* [Directions]:
Report every line in the data below that contains the word "negative". Case matters.

* [Provided entries]:
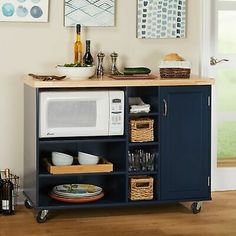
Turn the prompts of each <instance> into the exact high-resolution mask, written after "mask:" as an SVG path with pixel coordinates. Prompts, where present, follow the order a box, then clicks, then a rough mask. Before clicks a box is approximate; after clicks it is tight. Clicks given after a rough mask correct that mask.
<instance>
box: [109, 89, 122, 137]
mask: <svg viewBox="0 0 236 236" xmlns="http://www.w3.org/2000/svg"><path fill="white" fill-rule="evenodd" d="M123 134H124V92H123V91H111V92H110V127H109V135H123Z"/></svg>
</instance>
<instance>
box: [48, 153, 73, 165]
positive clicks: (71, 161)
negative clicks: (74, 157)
mask: <svg viewBox="0 0 236 236" xmlns="http://www.w3.org/2000/svg"><path fill="white" fill-rule="evenodd" d="M72 163H73V156H70V155H68V154H65V153H62V152H52V164H53V165H55V166H69V165H72Z"/></svg>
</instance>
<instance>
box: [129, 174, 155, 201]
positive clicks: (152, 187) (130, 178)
mask: <svg viewBox="0 0 236 236" xmlns="http://www.w3.org/2000/svg"><path fill="white" fill-rule="evenodd" d="M129 199H130V200H132V201H136V200H152V199H153V178H152V177H150V176H135V177H131V178H130V184H129Z"/></svg>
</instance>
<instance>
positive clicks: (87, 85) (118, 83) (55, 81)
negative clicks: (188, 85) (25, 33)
mask: <svg viewBox="0 0 236 236" xmlns="http://www.w3.org/2000/svg"><path fill="white" fill-rule="evenodd" d="M23 82H24V84H26V85H28V86H30V87H33V88H99V87H101V88H104V87H135V86H137V87H143V86H144V87H148V86H188V85H212V84H214V79H210V78H201V77H199V76H191V78H190V79H160V78H159V77H157V78H156V79H141V80H140V79H138V80H137V79H129V80H127V79H123V80H115V79H112V78H111V77H109V76H103V78H90V79H88V80H71V79H64V80H59V81H55V80H53V81H40V80H36V79H33V78H32V77H30V76H26V77H24V79H23Z"/></svg>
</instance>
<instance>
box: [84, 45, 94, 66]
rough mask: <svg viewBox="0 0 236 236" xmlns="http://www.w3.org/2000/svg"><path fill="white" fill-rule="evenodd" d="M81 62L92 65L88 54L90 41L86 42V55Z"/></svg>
mask: <svg viewBox="0 0 236 236" xmlns="http://www.w3.org/2000/svg"><path fill="white" fill-rule="evenodd" d="M83 61H84V64H85V65H88V66H92V65H93V57H92V55H91V53H90V40H86V53H85V54H84V57H83Z"/></svg>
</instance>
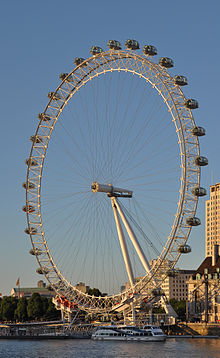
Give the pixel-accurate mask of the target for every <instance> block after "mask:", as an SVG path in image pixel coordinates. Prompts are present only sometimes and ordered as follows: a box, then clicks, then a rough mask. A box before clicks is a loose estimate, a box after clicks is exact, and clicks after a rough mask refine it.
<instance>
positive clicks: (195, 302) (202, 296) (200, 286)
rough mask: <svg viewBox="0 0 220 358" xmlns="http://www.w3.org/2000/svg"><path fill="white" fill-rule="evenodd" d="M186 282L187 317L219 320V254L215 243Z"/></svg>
mask: <svg viewBox="0 0 220 358" xmlns="http://www.w3.org/2000/svg"><path fill="white" fill-rule="evenodd" d="M187 283H188V318H189V320H198V321H205V322H220V256H219V246H218V245H215V247H214V248H213V254H212V256H207V257H206V258H205V259H204V261H203V262H202V263H201V265H200V266H199V268H198V269H197V270H196V273H195V275H193V276H192V278H190V279H189V281H188V282H187Z"/></svg>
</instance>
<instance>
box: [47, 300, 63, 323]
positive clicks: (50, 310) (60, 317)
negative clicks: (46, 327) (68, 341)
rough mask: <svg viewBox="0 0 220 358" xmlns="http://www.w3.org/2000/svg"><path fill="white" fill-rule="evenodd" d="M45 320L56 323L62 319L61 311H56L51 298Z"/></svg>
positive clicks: (47, 310) (48, 305)
mask: <svg viewBox="0 0 220 358" xmlns="http://www.w3.org/2000/svg"><path fill="white" fill-rule="evenodd" d="M45 319H46V320H54V321H56V320H60V319H61V314H60V311H58V310H57V309H56V307H55V306H54V304H53V302H52V299H51V298H49V299H48V307H47V311H46V314H45Z"/></svg>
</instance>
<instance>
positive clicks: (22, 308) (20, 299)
mask: <svg viewBox="0 0 220 358" xmlns="http://www.w3.org/2000/svg"><path fill="white" fill-rule="evenodd" d="M14 316H15V318H16V319H18V320H19V321H22V322H24V321H27V318H28V314H27V299H26V298H25V297H22V298H20V299H19V300H18V304H17V308H16V310H15V314H14Z"/></svg>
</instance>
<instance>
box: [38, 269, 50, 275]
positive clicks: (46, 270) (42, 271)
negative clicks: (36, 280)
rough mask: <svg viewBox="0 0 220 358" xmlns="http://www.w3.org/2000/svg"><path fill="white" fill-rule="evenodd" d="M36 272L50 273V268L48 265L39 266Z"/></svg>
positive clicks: (41, 274)
mask: <svg viewBox="0 0 220 358" xmlns="http://www.w3.org/2000/svg"><path fill="white" fill-rule="evenodd" d="M36 272H37V273H39V274H40V275H43V274H48V272H49V270H48V268H47V267H42V268H40V267H39V268H37V269H36Z"/></svg>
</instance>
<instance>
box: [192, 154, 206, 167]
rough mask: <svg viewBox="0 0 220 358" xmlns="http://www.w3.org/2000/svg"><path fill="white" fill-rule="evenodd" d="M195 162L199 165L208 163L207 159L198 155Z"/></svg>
mask: <svg viewBox="0 0 220 358" xmlns="http://www.w3.org/2000/svg"><path fill="white" fill-rule="evenodd" d="M195 164H196V165H198V166H199V167H204V166H205V165H208V159H207V158H206V157H202V156H201V155H198V157H196V158H195Z"/></svg>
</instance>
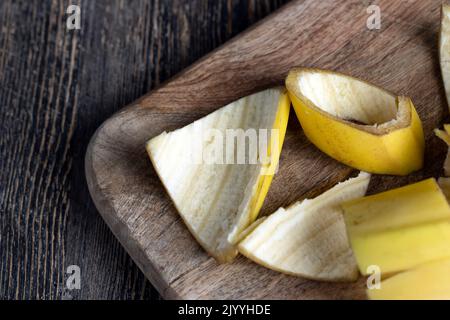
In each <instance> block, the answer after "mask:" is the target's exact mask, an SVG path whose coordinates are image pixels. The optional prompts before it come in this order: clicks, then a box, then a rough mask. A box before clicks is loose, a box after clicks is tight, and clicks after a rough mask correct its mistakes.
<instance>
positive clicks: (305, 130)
mask: <svg viewBox="0 0 450 320" xmlns="http://www.w3.org/2000/svg"><path fill="white" fill-rule="evenodd" d="M286 87H287V89H288V91H289V96H290V98H291V101H292V104H293V106H294V109H295V112H296V114H297V117H298V119H299V121H300V123H301V125H302V128H303V130H304V132H305V134H306V136H307V137H308V138H309V140H310V141H311V142H312V143H313V144H315V145H316V146H317V147H318V148H319V149H320V150H322V151H323V152H325V153H326V154H328V155H329V156H331V157H332V158H334V159H336V160H338V161H340V162H342V163H344V164H346V165H348V166H351V167H354V168H357V169H359V170H363V171H367V172H372V173H378V174H394V175H406V174H409V173H411V172H412V171H416V170H418V169H420V168H422V165H423V155H424V144H425V143H424V135H423V130H422V124H421V122H420V119H419V116H418V114H417V112H416V110H415V108H414V105H413V103H412V101H411V99H409V98H407V97H396V96H395V95H393V94H391V93H389V92H388V91H386V90H383V89H381V88H379V87H376V86H374V85H371V84H369V83H366V82H364V81H361V80H358V79H356V78H352V77H349V76H346V75H342V74H339V73H335V72H331V71H325V70H318V69H309V68H296V69H293V70H292V71H291V72H290V73H289V75H288V77H287V79H286Z"/></svg>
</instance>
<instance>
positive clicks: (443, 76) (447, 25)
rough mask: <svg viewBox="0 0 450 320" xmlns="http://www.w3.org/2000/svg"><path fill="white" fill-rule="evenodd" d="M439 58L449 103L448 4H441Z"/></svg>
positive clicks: (449, 41) (442, 75) (449, 53)
mask: <svg viewBox="0 0 450 320" xmlns="http://www.w3.org/2000/svg"><path fill="white" fill-rule="evenodd" d="M439 59H440V63H441V73H442V79H443V80H444V87H445V95H446V97H447V102H448V103H449V105H450V6H449V5H445V4H444V5H442V10H441V33H440V36H439Z"/></svg>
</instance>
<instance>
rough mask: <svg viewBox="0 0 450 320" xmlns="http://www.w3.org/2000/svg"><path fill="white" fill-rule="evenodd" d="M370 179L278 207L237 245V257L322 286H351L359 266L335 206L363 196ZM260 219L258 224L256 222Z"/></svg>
mask: <svg viewBox="0 0 450 320" xmlns="http://www.w3.org/2000/svg"><path fill="white" fill-rule="evenodd" d="M369 181H370V175H369V174H368V173H364V172H361V173H360V174H359V176H358V177H356V178H352V179H349V180H347V181H345V182H343V183H340V184H338V185H336V186H334V187H333V188H332V189H330V190H328V191H327V192H325V193H323V194H322V195H320V196H318V197H316V198H314V199H306V200H304V201H302V202H297V203H295V204H293V205H292V206H290V207H289V208H287V209H284V208H280V209H278V210H277V211H276V212H275V213H273V214H272V215H270V216H269V217H267V218H265V220H263V221H262V222H259V223H258V221H259V220H257V221H256V222H255V224H256V226H252V227H251V229H252V230H251V232H249V234H248V235H247V236H246V237H245V238H244V240H243V241H242V242H241V243H239V246H238V248H239V252H240V253H242V254H243V255H245V256H246V257H248V258H249V259H251V260H253V261H255V262H256V263H259V264H261V265H263V266H265V267H267V268H270V269H273V270H276V271H280V272H283V273H286V274H290V275H295V276H301V277H305V278H309V279H313V280H323V281H353V280H356V279H357V278H358V267H357V265H356V262H355V259H354V257H353V253H352V250H351V249H350V245H349V242H348V239H347V234H346V230H345V224H344V220H343V218H342V211H341V208H340V206H339V204H340V203H342V202H344V201H347V200H351V199H355V198H358V197H362V196H364V194H365V193H366V190H367V187H368V185H369ZM260 220H261V219H260Z"/></svg>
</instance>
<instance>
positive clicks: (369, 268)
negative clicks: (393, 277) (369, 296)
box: [366, 265, 381, 290]
mask: <svg viewBox="0 0 450 320" xmlns="http://www.w3.org/2000/svg"><path fill="white" fill-rule="evenodd" d="M366 273H367V274H369V275H370V276H369V277H367V281H366V284H367V289H369V290H380V289H381V269H380V267H379V266H377V265H371V266H368V267H367V270H366Z"/></svg>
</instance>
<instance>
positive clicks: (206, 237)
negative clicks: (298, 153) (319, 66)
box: [146, 88, 290, 262]
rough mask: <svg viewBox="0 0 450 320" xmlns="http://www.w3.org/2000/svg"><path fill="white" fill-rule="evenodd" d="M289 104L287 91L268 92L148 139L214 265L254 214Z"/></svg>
mask: <svg viewBox="0 0 450 320" xmlns="http://www.w3.org/2000/svg"><path fill="white" fill-rule="evenodd" d="M289 108H290V101H289V98H288V95H287V92H286V90H285V89H283V88H274V89H268V90H265V91H262V92H259V93H256V94H253V95H251V96H248V97H245V98H242V99H240V100H238V101H236V102H233V103H231V104H229V105H227V106H225V107H223V108H221V109H219V110H217V111H215V112H213V113H211V114H210V115H208V116H206V117H204V118H202V119H200V120H198V121H195V122H194V123H192V124H190V125H188V126H186V127H184V128H181V129H178V130H175V131H173V132H170V133H165V132H164V133H162V134H161V135H159V136H157V137H155V138H153V139H151V140H150V141H149V142H148V143H147V146H146V149H147V152H148V154H149V156H150V159H151V161H152V163H153V166H154V167H155V170H156V172H157V174H158V175H159V177H160V179H161V181H162V183H163V185H164V187H165V188H166V190H167V192H168V194H169V196H170V197H171V199H172V201H173V202H174V204H175V207H176V209H177V210H178V212H179V213H180V215H181V217H182V218H183V220H184V222H185V223H186V225H187V226H188V228H189V230H190V231H191V233H192V234H193V235H194V237H195V238H196V239H197V241H198V242H199V243H200V244H201V245H202V246H203V248H204V249H205V250H206V251H207V252H208V253H210V254H211V255H212V256H213V257H215V258H216V259H217V260H218V261H220V262H227V261H231V260H232V259H233V258H234V257H235V256H236V254H237V250H236V246H235V242H236V241H237V240H238V239H239V235H240V233H241V232H242V231H243V230H244V229H245V228H246V227H248V226H249V225H250V224H251V223H252V222H253V221H254V220H255V219H256V217H257V216H258V213H259V210H260V208H261V206H262V204H263V201H264V198H265V196H266V194H267V191H268V189H269V186H270V183H271V181H272V176H273V174H274V173H275V170H276V168H277V165H278V160H279V156H280V152H281V147H282V144H283V141H284V136H285V133H286V127H287V122H288V117H289ZM272 129H273V130H272ZM264 137H265V138H266V139H264ZM267 137H269V138H267ZM264 141H265V143H264Z"/></svg>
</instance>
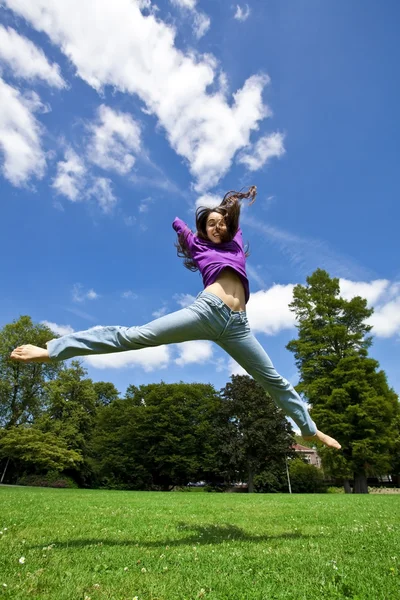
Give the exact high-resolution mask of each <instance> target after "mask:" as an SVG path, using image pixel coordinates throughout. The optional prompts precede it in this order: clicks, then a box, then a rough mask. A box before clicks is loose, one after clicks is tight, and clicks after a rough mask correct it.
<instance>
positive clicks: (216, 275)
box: [172, 217, 250, 304]
mask: <svg viewBox="0 0 400 600" xmlns="http://www.w3.org/2000/svg"><path fill="white" fill-rule="evenodd" d="M172 227H173V228H174V229H175V231H176V233H177V234H178V235H180V234H181V233H184V234H185V240H186V244H187V247H188V249H189V252H190V255H191V257H192V259H193V260H194V262H195V263H196V265H197V266H198V268H199V271H200V273H201V275H202V277H203V284H204V287H205V288H206V287H207V286H209V285H211V283H214V282H215V280H216V279H217V277H218V275H219V274H220V273H221V271H222V269H225V268H226V267H231V269H233V270H234V271H236V273H237V274H238V276H239V277H240V280H241V282H242V283H243V287H244V293H245V301H246V304H247V302H248V300H249V297H250V290H249V280H248V279H247V274H246V256H245V253H244V248H243V237H242V230H241V229H240V227H239V229H238V230H237V232H236V234H235V237H234V238H233V240H232V241H231V242H221V243H219V244H214V242H211V240H202V239H201V238H199V237H197V235H194V233H193V232H192V231H191V230H190V229H189V227H188V226H187V225H186V223H184V222H183V221H182V219H179V218H178V217H176V219H175V220H174V222H173V223H172Z"/></svg>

* [Task solution]:
negative clicks: (74, 157)
negative clicks: (188, 85) (25, 33)
negative clicks: (46, 327) (68, 341)
negative clicks: (36, 280)
negative clicks: (393, 277) (369, 296)
negative clicks: (298, 153) (319, 66)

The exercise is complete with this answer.